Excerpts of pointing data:
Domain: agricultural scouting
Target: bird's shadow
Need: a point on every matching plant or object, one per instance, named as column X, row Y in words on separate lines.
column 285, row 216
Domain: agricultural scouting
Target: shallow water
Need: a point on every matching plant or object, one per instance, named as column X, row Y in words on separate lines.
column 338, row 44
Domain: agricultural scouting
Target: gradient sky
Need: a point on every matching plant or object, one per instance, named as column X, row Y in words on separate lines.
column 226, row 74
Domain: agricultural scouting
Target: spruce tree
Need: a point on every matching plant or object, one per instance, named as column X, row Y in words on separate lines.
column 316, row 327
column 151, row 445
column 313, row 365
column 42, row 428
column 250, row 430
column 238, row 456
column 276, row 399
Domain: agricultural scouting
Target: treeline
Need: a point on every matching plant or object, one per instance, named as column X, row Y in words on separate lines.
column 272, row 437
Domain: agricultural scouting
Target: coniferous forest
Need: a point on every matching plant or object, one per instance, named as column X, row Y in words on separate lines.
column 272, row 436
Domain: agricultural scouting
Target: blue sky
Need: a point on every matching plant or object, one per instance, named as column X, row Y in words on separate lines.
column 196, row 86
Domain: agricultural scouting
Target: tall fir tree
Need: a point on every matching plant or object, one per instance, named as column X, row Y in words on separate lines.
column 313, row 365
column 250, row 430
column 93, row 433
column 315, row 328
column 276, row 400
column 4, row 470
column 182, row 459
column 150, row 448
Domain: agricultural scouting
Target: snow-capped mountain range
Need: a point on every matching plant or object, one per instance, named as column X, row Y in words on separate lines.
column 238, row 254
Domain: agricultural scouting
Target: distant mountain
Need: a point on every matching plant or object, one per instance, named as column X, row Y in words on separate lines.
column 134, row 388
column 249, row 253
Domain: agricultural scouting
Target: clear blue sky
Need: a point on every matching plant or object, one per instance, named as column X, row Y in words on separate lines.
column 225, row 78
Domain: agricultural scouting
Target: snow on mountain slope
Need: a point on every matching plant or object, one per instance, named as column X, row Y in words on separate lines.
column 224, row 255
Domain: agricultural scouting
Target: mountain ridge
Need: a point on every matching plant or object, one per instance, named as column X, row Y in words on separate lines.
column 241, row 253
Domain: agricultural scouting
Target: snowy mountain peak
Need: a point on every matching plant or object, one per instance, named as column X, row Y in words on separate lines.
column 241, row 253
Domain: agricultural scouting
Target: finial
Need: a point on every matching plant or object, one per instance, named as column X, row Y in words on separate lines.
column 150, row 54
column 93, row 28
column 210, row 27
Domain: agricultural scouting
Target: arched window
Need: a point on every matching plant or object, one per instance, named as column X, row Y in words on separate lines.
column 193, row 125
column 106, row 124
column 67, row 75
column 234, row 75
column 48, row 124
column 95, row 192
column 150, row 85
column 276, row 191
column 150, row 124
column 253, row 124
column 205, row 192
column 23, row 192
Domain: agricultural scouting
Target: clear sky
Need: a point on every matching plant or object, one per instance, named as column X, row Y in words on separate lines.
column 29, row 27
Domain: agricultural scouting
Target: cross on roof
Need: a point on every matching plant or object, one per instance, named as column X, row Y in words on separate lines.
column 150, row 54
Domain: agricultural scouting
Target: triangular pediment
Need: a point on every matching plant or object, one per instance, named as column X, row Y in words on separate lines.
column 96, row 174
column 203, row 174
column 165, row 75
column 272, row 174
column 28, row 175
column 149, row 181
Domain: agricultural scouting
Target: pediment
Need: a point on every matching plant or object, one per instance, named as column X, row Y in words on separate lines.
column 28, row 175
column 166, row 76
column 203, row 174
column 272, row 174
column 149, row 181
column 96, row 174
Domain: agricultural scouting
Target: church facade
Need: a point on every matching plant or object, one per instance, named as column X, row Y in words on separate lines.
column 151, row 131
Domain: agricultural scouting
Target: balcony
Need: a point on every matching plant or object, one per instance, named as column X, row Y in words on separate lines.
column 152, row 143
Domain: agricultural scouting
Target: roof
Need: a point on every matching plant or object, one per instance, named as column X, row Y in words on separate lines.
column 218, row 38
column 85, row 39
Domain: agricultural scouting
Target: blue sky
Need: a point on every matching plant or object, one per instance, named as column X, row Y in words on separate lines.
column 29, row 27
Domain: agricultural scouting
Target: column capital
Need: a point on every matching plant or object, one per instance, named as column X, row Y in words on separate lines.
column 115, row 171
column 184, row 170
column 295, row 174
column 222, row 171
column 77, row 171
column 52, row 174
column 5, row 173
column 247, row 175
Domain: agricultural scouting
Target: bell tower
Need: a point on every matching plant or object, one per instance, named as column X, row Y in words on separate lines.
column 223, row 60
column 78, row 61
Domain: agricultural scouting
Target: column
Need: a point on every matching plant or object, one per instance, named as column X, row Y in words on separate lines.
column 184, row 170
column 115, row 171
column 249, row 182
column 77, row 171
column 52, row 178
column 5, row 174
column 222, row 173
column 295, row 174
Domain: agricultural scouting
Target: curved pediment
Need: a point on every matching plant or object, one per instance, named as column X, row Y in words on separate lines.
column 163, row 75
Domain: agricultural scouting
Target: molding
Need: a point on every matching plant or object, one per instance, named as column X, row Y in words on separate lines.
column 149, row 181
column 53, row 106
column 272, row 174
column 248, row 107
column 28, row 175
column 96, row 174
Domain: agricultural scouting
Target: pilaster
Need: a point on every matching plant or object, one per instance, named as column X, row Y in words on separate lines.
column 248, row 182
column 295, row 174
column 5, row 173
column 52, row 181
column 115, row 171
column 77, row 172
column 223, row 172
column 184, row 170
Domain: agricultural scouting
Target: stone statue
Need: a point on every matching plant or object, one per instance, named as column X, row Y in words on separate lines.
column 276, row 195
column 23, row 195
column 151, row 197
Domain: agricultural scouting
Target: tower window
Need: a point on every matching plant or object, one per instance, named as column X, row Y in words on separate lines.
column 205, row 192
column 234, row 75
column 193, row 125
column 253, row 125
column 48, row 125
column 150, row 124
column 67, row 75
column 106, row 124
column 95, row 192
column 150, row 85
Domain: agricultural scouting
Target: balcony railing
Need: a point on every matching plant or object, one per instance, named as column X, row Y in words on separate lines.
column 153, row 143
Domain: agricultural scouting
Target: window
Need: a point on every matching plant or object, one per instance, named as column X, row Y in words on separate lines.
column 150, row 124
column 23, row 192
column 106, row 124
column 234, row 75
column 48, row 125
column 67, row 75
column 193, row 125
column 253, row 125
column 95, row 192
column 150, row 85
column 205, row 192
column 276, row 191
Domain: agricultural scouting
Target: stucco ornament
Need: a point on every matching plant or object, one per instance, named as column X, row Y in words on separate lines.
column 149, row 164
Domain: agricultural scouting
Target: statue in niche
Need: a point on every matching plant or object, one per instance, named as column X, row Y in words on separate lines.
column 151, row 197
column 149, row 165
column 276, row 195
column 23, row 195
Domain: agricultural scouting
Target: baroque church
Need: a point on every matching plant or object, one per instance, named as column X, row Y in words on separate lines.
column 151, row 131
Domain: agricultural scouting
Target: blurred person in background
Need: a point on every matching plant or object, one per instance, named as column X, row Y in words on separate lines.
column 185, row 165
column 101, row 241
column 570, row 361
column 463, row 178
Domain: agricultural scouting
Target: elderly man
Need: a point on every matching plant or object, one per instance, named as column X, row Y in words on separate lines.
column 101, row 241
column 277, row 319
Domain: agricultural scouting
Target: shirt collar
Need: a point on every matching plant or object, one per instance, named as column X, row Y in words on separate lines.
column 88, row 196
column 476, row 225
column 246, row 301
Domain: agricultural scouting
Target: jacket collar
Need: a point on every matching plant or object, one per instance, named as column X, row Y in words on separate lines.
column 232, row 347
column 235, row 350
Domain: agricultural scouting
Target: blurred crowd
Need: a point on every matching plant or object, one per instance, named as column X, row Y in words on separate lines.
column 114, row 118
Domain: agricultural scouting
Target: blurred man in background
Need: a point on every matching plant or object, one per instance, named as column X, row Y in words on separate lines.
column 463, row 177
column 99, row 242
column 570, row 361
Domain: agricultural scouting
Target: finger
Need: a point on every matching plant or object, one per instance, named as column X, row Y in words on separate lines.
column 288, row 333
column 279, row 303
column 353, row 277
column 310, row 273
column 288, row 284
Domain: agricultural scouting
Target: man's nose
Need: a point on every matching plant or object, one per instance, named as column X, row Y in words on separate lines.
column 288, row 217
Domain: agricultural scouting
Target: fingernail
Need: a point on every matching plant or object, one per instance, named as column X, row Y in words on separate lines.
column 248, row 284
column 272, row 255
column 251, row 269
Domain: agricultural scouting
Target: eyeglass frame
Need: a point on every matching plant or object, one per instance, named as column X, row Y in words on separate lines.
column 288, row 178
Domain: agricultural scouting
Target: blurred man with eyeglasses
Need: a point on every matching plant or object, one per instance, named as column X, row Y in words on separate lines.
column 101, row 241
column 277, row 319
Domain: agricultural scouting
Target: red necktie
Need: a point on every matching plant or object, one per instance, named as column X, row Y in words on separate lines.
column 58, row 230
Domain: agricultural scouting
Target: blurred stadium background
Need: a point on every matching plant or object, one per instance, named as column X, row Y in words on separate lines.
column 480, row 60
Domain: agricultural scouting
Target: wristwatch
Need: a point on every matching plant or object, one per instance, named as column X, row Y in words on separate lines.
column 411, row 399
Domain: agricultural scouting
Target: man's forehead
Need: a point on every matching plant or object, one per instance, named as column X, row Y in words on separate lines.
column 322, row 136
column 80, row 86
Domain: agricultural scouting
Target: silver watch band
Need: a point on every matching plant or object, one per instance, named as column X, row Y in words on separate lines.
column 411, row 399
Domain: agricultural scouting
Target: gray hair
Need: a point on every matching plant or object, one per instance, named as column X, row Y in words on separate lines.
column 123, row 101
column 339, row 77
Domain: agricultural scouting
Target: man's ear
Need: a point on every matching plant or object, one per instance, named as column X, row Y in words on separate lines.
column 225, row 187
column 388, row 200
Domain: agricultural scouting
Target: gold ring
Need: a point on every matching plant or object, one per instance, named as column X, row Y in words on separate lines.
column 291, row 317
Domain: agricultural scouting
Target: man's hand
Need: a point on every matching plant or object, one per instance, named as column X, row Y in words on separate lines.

▸ **Exercise**: Pick out every line in the rows above that contains the word "window" and copy each one.

▸ **Solution to the problem**:
Target: arched window
Target: tower window
Target: window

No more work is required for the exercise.